- _Selected text_:
Matching the GH4 To The C100 & C300 C Log. Can It Be Done?

August 5, 201419 Comments

C100 and GH4 Stacked

I have a shoot that I want to use both the Canon C100 and the Panasonic GH4 together but I dont want to match these two cameras in post. I think it’s best to get the GH4 to match the C100 in camera as close as possible and tweak them in post insead. I got a good start from the settings the Delivery Men used. I tuned the GH4 and pulled out my color chart. In order to make this a quick process I mounted my GH4 on top of the C100 with a very undersized ball head. DONT DO THIS! I’m not so smart sometimes. Below are the initial settings I got from Joe Simon

  • Cinelike D
  • Contrast to – 5
  • Sharpness to -3
  • Saturation to -2
  • Hue 0
  • Highlights and Shadows Set To -5 highlights and +2 shadows
  • Luminance Levels 0-255

I brought the clips into Premiere Pro CC and compared them. First thing I noticed was the saturation was still to high on the GH4 and can you believe it was actually flatter than the C Log on the C100. I made a quick grade to try and match the C100 and I got really close. Color was pretty good but again saturation and contrast needed adjustment on the GH4.

- _Records provided_:
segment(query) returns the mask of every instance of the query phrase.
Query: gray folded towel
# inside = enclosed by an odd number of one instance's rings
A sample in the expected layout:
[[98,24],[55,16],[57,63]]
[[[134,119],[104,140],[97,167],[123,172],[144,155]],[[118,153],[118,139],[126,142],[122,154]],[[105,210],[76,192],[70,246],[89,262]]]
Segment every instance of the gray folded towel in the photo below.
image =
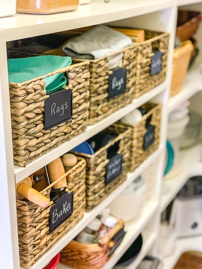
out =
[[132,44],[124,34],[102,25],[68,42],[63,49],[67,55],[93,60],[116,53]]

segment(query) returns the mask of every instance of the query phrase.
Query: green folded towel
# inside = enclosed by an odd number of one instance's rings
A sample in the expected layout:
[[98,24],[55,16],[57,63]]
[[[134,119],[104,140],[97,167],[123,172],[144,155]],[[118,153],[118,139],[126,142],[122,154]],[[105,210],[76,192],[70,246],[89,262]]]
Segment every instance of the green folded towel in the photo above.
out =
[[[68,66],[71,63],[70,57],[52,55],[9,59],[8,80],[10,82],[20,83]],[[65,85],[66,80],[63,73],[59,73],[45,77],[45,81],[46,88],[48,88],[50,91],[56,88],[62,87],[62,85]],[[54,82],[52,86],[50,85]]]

* * *

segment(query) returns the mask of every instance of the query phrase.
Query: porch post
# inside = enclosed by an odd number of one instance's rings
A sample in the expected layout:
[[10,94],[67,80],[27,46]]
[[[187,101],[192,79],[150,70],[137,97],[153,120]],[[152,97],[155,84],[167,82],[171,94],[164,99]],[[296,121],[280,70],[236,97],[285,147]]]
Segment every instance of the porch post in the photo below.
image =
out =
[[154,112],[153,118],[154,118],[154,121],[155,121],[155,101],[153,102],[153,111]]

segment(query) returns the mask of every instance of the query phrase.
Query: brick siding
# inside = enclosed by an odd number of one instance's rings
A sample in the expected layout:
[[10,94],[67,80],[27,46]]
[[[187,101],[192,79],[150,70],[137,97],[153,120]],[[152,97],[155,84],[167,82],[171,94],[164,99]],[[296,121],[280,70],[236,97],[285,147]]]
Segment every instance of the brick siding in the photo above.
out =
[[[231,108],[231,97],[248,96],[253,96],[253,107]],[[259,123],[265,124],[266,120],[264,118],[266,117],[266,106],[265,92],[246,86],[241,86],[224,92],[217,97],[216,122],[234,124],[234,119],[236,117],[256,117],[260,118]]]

==

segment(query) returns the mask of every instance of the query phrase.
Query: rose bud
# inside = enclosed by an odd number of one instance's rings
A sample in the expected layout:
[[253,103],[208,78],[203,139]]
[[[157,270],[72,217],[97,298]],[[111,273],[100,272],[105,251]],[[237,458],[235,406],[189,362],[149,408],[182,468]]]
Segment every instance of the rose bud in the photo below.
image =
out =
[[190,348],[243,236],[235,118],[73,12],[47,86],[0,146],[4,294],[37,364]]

- _What is being asked_: Retype the passage from the GH4 and C100 camera-matching text, from "I brought the" up to and including "on the GH4.".

- _Expected answer_:
I brought the clips into Premiere Pro CC and compared them. First thing I noticed was the saturation was still to high on the GH4 and can you believe it was actually flatter than the C Log on the C100. I made a quick grade to try and match the C100 and I got really close. Color was pretty good but again saturation and contrast needed adjustment on the GH4.